> **Rows**
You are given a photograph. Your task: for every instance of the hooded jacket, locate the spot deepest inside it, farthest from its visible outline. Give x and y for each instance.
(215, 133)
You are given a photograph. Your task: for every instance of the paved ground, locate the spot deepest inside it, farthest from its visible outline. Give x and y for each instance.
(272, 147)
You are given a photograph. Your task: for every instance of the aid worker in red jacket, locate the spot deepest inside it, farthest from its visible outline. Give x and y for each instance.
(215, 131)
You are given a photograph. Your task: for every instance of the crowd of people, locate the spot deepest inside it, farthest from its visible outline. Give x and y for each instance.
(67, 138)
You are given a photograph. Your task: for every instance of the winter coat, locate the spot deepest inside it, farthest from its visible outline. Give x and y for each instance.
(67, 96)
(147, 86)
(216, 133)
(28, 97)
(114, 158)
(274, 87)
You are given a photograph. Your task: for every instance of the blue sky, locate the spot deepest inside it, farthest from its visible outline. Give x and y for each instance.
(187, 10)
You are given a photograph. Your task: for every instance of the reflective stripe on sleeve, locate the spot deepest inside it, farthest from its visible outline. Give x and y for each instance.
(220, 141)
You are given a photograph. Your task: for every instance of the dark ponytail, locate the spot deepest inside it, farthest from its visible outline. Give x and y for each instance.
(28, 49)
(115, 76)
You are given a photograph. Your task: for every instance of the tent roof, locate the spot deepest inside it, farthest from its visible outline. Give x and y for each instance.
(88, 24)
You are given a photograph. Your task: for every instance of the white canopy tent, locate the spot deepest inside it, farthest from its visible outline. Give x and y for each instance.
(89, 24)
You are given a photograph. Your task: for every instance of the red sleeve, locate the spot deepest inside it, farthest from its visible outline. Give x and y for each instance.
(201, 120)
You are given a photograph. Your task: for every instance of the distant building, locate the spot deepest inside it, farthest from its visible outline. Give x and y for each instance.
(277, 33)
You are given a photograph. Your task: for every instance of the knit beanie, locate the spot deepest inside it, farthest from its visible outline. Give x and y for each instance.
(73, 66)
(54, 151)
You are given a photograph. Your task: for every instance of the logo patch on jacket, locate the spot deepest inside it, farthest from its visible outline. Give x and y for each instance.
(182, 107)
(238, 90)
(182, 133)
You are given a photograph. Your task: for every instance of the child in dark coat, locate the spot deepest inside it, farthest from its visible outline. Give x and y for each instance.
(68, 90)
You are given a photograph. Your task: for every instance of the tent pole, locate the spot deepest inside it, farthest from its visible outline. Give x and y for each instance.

> **The problem**
From the records above, please extract every line and repeat it exactly.

> **Response to this exercise**
You are given a photograph. Your task: for every instance of the hooded jacket, locate the spot deepest inside it, farthest from its visible outline. Give x and y for each instance.
(215, 133)
You are given a photograph. Your task: for every instance of the paved ground, locate the spot deepest inside it, farthest from its visible outline. Give x and y for each instance.
(272, 147)
You are given a photograph. Your task: for every instance of the aid worker in red jacket, locate the spot deepest inside it, farthest from its visible outline. Give x and y for each instance.
(215, 131)
You are given a photograph. Your task: for every instance of the crowd of people, locate the spot deepest inside it, farthest from its visible outline. Give x and y for each instance.
(67, 138)
You are given a photograph. Your task: for every instance of the winter coat, locate the spot deepest inside it, farthest from its visible outline. Give x and y for each instance.
(67, 96)
(147, 86)
(216, 133)
(28, 97)
(114, 158)
(274, 87)
You are given a photograph. Your task: for every instance of the blue sky, locate the spot deepest inside it, farthest from its visible outline. Give x and y for each instance.
(187, 10)
You are given a photograph. Your task: for every instance of the reflective stripe on sleeve, locate the spot deepest inside it, farthest from its visible outline. Give x and y for each instance.
(220, 141)
You are given a photograph. Your task: for every instance of the dark ponytail, locate the spot deepest inside it, farthest from its visible outline. Give x and y for each instance.
(28, 49)
(115, 76)
You are given a photograph. Your task: for every instance of the tent roof, locate the spot deepest inside it, farthest from its visible outline. Give x and y for each instance.
(88, 24)
You are given a photograph. Your task: for every instance of the white canopy tent, locate the spot deepest inside it, farthest from its visible outline. Give x and y for each instance.
(89, 24)
You are given a photograph. Your task: for every instance of the red sleeve, locate the spot deepest inside it, farthest from its visible outline. Give x and y for each instance.
(201, 120)
You are given a photograph. Your task: for every instance of the distant building, locate the spot deepest inside it, farthest from its visible outline. Give x and y for each instance.
(277, 33)
You are given a photograph. Your task: for every instance of the knit beanie, locate the spot deepest inside it, farthest from its visible outline. Give x and y for each instance.
(73, 66)
(54, 151)
You are given a photograph. Your task: for every instance of the logo patch on jacket, locate the spot deepest inside it, farthest from its visible outline. Give x and y for each instance.
(182, 107)
(238, 90)
(182, 133)
You are given a photograph. Your task: for every instance of the child in dark coat, locate the spot deepest inside it, farthest from its visible outline. Give x and y for each instance.
(68, 90)
You are given a photograph. Your task: for every instance of the tent pole, locate the spot deepest inside it, farthest from its visible outline. Give x and y for each instance.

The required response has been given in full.